SELECTED EXCERPT below:

It’s called reactive abuse. He’s trying to goad you into hitting him so that he can play the victim or he can hurt you back (and severely injure you) and claim he was provoked.
I’m in an abusive relationship. It’s actually text book how these men behave and when they lose their mask.
Mine had his mask slip when we were first leaving hospital with our baby. Ever since then it has escalated.
He would regularly threaten to unalive himself and said he had depression. He also said he was jealous of the baby.
In my case I have a background in family law including in restraining orders, protective orders and recovery orders. I knew what would happen in the Court process in my city and I knew he would get unsupervised contact with our child. I don’t trust him - I trust the Courts even less. So I stay.
There are ads on tv at the moment that say “violence against women - Australia says no” - which is absolutely not true.

End of SELECTED EXCERPT.
EXCERPTED RECORDS below:

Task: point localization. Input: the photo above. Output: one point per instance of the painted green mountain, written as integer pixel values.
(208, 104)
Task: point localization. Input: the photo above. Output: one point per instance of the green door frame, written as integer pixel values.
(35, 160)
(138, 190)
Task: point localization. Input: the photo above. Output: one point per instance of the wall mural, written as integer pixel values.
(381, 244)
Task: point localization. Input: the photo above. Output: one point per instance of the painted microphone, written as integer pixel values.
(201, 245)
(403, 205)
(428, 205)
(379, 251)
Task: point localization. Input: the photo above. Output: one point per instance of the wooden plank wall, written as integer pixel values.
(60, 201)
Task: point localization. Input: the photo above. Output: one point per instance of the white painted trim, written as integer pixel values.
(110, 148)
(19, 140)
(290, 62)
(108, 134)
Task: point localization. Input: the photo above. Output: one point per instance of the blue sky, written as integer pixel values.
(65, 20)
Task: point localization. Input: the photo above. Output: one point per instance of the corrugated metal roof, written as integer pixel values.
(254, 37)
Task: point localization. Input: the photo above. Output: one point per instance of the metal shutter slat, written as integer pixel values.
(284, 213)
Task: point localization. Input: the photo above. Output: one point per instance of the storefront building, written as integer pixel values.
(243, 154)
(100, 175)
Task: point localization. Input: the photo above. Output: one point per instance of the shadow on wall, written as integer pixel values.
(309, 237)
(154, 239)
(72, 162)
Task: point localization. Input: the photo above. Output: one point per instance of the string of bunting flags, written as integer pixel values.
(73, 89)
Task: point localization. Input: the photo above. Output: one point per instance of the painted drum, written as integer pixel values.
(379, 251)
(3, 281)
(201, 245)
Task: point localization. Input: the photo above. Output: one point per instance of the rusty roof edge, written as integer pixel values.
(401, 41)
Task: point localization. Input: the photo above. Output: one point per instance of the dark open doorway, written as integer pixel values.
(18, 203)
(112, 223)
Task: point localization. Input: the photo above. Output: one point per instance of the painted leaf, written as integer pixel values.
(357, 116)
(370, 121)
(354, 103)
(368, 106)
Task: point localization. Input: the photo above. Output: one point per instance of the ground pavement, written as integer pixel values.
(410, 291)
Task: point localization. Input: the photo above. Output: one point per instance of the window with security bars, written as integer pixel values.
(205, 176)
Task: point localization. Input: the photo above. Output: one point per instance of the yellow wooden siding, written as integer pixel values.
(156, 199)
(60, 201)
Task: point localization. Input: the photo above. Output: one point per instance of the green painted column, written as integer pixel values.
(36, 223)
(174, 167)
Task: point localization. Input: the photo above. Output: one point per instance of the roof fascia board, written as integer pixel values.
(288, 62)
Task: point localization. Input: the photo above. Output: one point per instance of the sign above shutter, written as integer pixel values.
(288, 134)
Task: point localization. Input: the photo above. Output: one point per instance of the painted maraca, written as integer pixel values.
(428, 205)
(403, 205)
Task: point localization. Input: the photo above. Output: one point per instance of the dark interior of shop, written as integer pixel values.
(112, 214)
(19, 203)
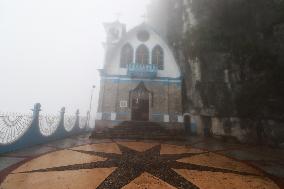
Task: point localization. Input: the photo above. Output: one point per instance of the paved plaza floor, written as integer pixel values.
(80, 162)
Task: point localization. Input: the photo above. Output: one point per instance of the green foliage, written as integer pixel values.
(251, 34)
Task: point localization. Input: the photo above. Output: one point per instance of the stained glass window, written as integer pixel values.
(158, 57)
(126, 56)
(142, 55)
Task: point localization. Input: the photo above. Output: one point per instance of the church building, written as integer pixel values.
(140, 81)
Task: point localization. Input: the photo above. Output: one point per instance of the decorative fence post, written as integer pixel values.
(36, 110)
(62, 112)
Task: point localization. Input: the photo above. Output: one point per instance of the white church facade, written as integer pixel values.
(140, 81)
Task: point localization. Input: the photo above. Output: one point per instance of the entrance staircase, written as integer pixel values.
(139, 130)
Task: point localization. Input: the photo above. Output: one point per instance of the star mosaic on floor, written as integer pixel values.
(128, 164)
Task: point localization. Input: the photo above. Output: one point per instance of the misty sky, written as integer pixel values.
(50, 50)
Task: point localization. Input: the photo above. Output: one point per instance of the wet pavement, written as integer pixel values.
(80, 162)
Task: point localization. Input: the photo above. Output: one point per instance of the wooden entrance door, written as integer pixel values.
(140, 103)
(140, 109)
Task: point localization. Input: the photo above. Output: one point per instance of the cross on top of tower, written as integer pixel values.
(118, 15)
(145, 17)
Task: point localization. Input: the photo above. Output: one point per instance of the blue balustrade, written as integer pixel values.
(142, 70)
(19, 131)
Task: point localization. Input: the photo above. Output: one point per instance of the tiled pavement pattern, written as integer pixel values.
(33, 167)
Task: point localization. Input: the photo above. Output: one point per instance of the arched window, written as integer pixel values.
(142, 55)
(158, 57)
(126, 55)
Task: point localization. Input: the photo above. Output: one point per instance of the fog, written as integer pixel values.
(50, 50)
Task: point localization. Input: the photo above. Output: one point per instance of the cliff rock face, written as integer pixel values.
(232, 64)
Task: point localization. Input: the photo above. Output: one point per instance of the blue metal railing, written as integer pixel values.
(20, 131)
(142, 70)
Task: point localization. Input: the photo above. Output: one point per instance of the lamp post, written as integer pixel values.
(90, 108)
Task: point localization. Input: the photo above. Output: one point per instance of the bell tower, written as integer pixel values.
(114, 31)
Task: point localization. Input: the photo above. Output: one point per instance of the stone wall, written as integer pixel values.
(244, 130)
(165, 99)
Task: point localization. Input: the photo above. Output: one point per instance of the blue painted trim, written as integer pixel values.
(125, 77)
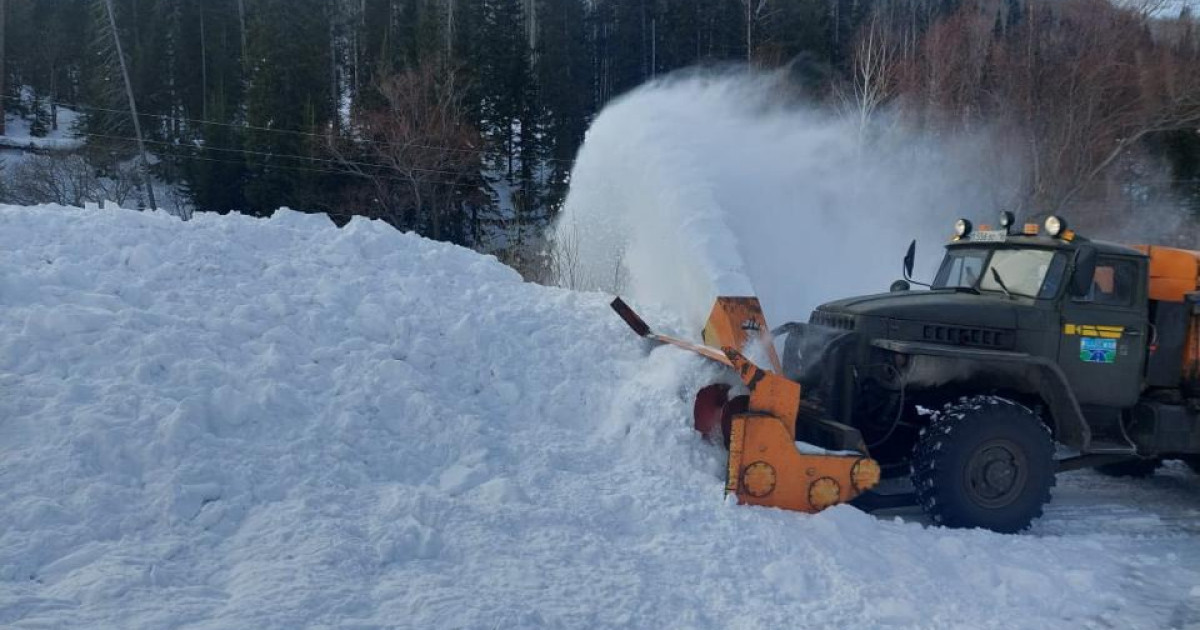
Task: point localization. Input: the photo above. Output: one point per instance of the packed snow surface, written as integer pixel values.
(277, 424)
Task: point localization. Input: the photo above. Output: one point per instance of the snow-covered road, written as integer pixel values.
(275, 424)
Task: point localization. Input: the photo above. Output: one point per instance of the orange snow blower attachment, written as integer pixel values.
(767, 465)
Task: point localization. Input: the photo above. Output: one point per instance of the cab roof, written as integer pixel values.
(1023, 240)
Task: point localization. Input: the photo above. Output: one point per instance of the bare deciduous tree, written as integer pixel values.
(67, 180)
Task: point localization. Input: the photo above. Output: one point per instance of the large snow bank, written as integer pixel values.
(276, 424)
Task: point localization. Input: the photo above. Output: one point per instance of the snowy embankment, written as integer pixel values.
(276, 424)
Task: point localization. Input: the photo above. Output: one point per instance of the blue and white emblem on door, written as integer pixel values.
(1097, 351)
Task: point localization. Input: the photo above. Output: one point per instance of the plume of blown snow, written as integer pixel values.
(729, 184)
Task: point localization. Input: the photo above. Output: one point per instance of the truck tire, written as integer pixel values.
(985, 462)
(1134, 468)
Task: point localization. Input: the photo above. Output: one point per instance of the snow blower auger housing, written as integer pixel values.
(767, 463)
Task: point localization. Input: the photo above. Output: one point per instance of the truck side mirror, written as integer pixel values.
(909, 259)
(1085, 270)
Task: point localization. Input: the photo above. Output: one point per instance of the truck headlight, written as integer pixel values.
(1055, 226)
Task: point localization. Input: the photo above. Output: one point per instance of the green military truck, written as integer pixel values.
(1033, 351)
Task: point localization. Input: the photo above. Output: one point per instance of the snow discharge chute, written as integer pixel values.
(767, 465)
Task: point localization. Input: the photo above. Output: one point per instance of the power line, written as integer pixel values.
(271, 130)
(287, 156)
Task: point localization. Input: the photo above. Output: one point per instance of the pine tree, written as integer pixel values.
(288, 107)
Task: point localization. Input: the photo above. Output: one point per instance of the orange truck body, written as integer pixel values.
(1174, 274)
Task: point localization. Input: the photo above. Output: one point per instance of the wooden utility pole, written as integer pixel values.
(3, 72)
(133, 107)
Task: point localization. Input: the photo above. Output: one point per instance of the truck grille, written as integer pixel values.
(967, 336)
(823, 318)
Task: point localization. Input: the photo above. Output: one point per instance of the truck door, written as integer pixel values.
(1103, 342)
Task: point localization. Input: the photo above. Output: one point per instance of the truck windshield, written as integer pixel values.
(1030, 273)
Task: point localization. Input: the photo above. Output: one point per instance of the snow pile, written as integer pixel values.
(275, 424)
(702, 185)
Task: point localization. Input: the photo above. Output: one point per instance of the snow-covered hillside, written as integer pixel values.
(276, 424)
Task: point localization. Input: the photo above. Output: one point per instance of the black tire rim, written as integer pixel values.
(996, 473)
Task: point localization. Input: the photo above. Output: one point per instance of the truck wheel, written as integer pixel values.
(984, 462)
(1135, 468)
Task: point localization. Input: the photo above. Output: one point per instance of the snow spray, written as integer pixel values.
(727, 184)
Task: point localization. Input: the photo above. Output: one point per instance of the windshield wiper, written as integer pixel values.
(1001, 282)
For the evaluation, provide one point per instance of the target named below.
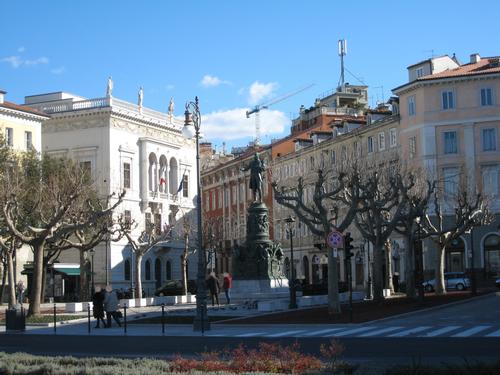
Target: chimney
(475, 58)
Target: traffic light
(348, 245)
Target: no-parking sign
(335, 239)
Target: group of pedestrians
(106, 301)
(213, 287)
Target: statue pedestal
(260, 289)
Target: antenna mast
(342, 52)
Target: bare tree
(381, 211)
(334, 205)
(443, 225)
(48, 199)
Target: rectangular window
(448, 101)
(9, 136)
(486, 97)
(489, 140)
(411, 106)
(450, 142)
(126, 175)
(450, 179)
(86, 168)
(490, 180)
(393, 140)
(28, 140)
(185, 186)
(370, 145)
(127, 218)
(412, 146)
(381, 141)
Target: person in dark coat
(214, 288)
(98, 309)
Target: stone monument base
(259, 289)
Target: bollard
(125, 318)
(163, 319)
(55, 319)
(88, 314)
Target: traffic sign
(335, 239)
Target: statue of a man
(140, 97)
(171, 107)
(256, 168)
(109, 89)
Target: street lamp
(92, 252)
(293, 297)
(192, 122)
(419, 264)
(366, 247)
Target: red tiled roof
(482, 67)
(22, 108)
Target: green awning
(69, 271)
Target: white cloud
(259, 91)
(58, 71)
(40, 60)
(17, 61)
(14, 61)
(212, 81)
(233, 124)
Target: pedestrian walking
(227, 284)
(214, 288)
(98, 307)
(111, 307)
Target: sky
(234, 54)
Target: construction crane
(260, 107)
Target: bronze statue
(256, 168)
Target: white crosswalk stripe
(379, 331)
(471, 331)
(321, 332)
(350, 332)
(440, 331)
(282, 334)
(494, 334)
(410, 331)
(251, 334)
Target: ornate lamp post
(191, 129)
(291, 285)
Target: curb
(433, 308)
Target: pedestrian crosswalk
(369, 331)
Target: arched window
(147, 269)
(455, 256)
(126, 269)
(168, 270)
(153, 173)
(492, 254)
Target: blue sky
(232, 54)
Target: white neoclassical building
(127, 147)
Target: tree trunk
(138, 277)
(439, 286)
(184, 263)
(36, 285)
(388, 274)
(12, 285)
(84, 277)
(378, 275)
(333, 284)
(409, 267)
(4, 281)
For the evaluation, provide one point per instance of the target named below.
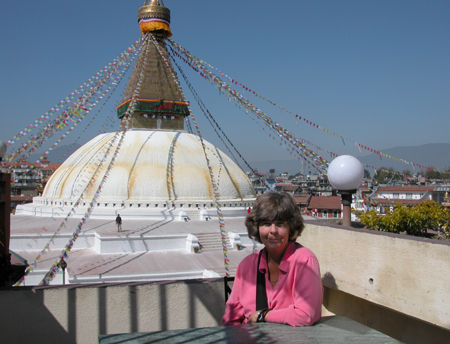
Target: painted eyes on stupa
(151, 116)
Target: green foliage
(415, 220)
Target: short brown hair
(274, 206)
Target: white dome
(150, 166)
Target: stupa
(159, 166)
(159, 182)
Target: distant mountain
(435, 155)
(57, 154)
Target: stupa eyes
(150, 116)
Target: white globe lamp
(345, 174)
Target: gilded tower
(160, 104)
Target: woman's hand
(253, 317)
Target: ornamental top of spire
(153, 16)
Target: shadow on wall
(26, 319)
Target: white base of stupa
(147, 249)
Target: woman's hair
(274, 206)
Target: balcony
(395, 284)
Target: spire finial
(154, 17)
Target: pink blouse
(296, 299)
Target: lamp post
(345, 174)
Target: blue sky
(375, 72)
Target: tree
(413, 220)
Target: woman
(289, 284)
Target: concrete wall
(78, 314)
(395, 284)
(373, 273)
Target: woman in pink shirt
(286, 274)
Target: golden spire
(154, 17)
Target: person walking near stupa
(119, 223)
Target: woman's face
(274, 235)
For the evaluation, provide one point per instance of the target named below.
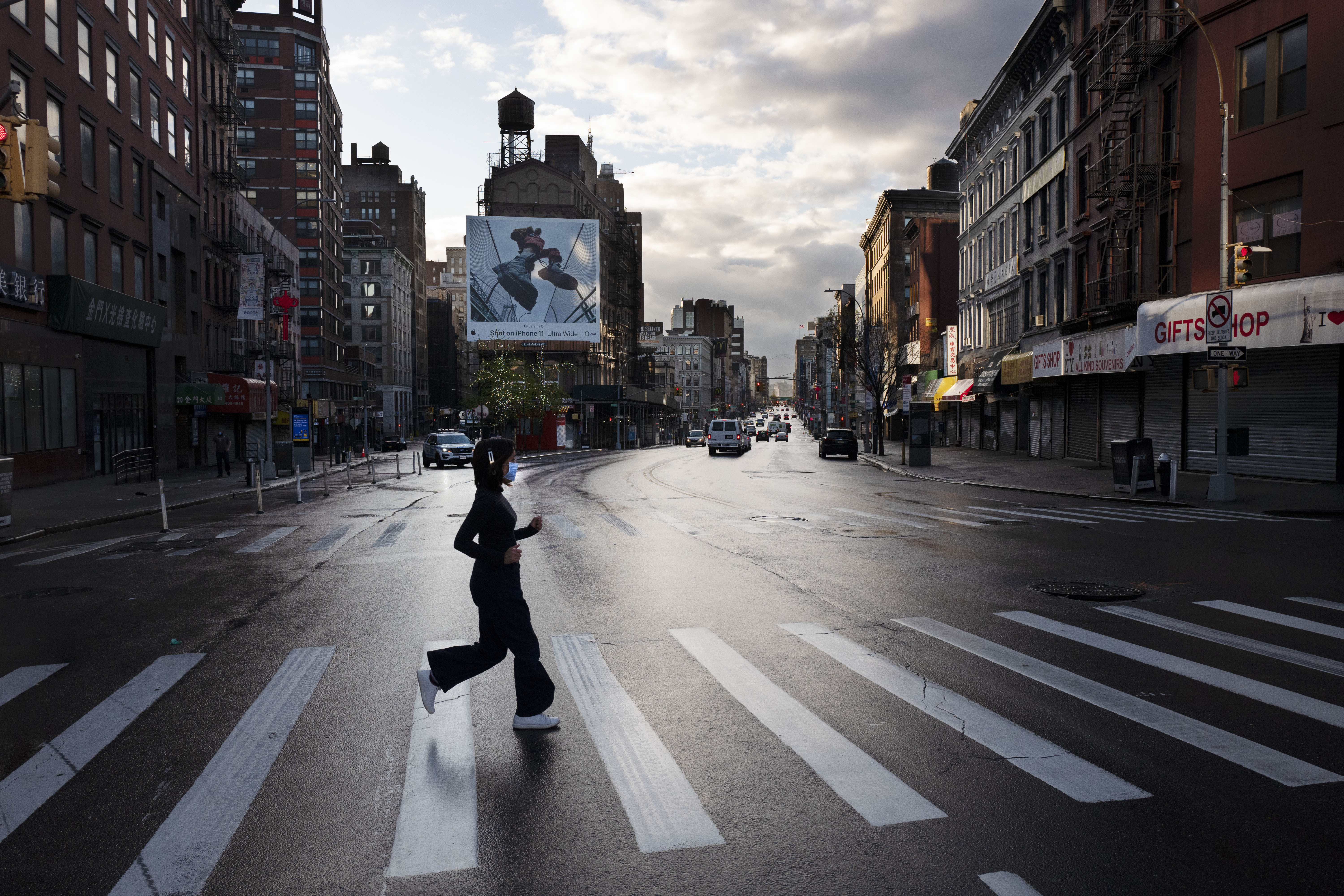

End of EXCERPTED RECORDS.

REQUIRED TASKS -
• A. In the post about reactive abuse, what professional background does the writer say they have?
• B. Set down, word for word, the stretch of the post about reactive abuse from "Mine had his" through "less. So I stay.".
• C. Resume the post about reactive abuse, writing on from its last sentence.
The entries play no part in this.

WRITTEN RESPONSES -
• A. A background in family law, including restraining orders, protective orders and recovery orders.

• B.
Mine had his mask slip when we were first leaving hospital with our baby. Ever since then it has escalated.
He would regularly threaten to unalive himself and said he had depression. He also said he was jealous of the baby.
In my case I have a background in family law including in restraining orders, protective orders and recovery orders. I knew what would happen in the Court process in my city and I knew he would get unsupervised contact with our child. I don’t trust him - I trust the Courts even less. So I stay.

• C.
His latest method of abuse is to threaten to leave me. He basically wants to see me cry. Somehow he must know that I’m only here because of our child and that he financially provides. He knows I am stuck.
He’s caused so much damage to this house. Fists through doors, he’s taken chips out of the house from throwing things really hard. He’s thrown things at me.
I’m keeping evidence of his abuse. Right now it is not enough to meet the threshold to get a permanent restraining order.
Yes, I have called the Police and I’ve told his family what was going on and they did believe me.